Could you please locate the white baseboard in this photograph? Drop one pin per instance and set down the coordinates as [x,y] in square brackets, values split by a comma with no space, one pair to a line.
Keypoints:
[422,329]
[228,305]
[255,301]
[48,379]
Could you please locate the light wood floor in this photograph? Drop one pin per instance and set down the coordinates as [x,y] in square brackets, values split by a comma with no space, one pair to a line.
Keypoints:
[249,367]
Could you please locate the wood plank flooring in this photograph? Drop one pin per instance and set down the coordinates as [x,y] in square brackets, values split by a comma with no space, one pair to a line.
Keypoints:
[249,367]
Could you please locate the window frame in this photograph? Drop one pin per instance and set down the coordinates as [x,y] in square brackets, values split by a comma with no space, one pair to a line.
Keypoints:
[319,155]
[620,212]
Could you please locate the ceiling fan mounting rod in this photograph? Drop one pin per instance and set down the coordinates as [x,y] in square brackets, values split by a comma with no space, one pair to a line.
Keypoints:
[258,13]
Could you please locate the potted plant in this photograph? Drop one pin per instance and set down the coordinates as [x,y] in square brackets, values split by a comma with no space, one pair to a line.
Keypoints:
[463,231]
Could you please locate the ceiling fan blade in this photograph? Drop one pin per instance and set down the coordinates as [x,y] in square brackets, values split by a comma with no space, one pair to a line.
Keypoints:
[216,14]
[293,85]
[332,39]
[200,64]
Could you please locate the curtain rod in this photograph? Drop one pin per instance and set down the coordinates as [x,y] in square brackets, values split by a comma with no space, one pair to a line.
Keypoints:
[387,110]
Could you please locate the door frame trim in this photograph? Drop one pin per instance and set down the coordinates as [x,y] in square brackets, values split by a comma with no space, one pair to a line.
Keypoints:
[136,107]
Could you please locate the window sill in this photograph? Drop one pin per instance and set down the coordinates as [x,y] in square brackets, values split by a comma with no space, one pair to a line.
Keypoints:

※

__What you are asked to do__. Render every line of the material above as a Markdown table with two columns, Row and Line. Number the rows in order and leave out any blank lines.

__Answer to the task__.
| Row | Line |
|---|---|
| 1 | Could you please locate the white baseboard in this photograph? Drop one pin per instance and set down the coordinates as [x,y] in square brackets, values split by a comma with no space, one pair to a line. |
| 2 | Keypoints: |
| 3 | [422,329] |
| 4 | [228,305] |
| 5 | [255,301] |
| 6 | [48,379] |
| 7 | Could you please locate the light wood floor in this photograph? Drop one pin per instance and set down the coordinates as [x,y] in square brackets, values split by a comma with no space, one pair to a line. |
| 8 | Keypoints: |
| 9 | [249,367] |
| 10 | Could you please locate the wood plank flooring in this photograph? Drop one pin per instance and set down the coordinates as [x,y] in square brackets, values split by a comma with no space, one pair to a line. |
| 11 | Keypoints: |
| 12 | [249,367] |
| 13 | Could you please locate the window frame in this photograph? Drop one pin per instance and set down the coordinates as [x,y] in square brackets, values split by a comma with no space, one pair to a line. |
| 14 | Keypoints: |
| 15 | [319,155] |
| 16 | [620,212] |
| 17 | Could you please locate the ceiling fan mounting rod in this photograph? Drop one pin per instance and set down the coordinates as [x,y] in square brackets, values split by a comma with no space, one pair to a line. |
| 18 | Keypoints: |
| 19 | [258,13] |
| 20 | Could you please locate the potted plant in this photograph? Drop one pin per instance and set down the coordinates as [x,y] in square brackets, values split by a comma with no space, one pair to a line. |
| 21 | Keypoints: |
| 22 | [463,231] |
| 23 | Could you please locate the ceiling fan blade in this photograph? Drop one pin per instance and set down the coordinates as [x,y] in square brackets, values split by a comma with no space, one pair to a line. |
| 24 | Keypoints: |
| 25 | [216,14] |
| 26 | [293,85] |
| 27 | [332,39] |
| 28 | [200,64] |
| 29 | Could you please locate the curtain rod in this photograph? Drop one pin per instance and set down the coordinates as [x,y] in square brackets, values split by a comma with no space, one pair to a line. |
| 30 | Keypoints: |
| 31 | [387,110] |
| 32 | Could you please locate the door frame trim in this photograph? Drop one pin per instance and set down the coordinates as [x,y] in square brackets, values split by a comma with no space, one pair to a line. |
| 33 | Keypoints: |
| 34 | [136,107] |
| 35 | Could you please locate the window sill in this photograph? Drop one pin per instance and set down the coordinates as [x,y] in square brackets, values split by a comma with no space, one pair to a line. |
| 36 | Keypoints: |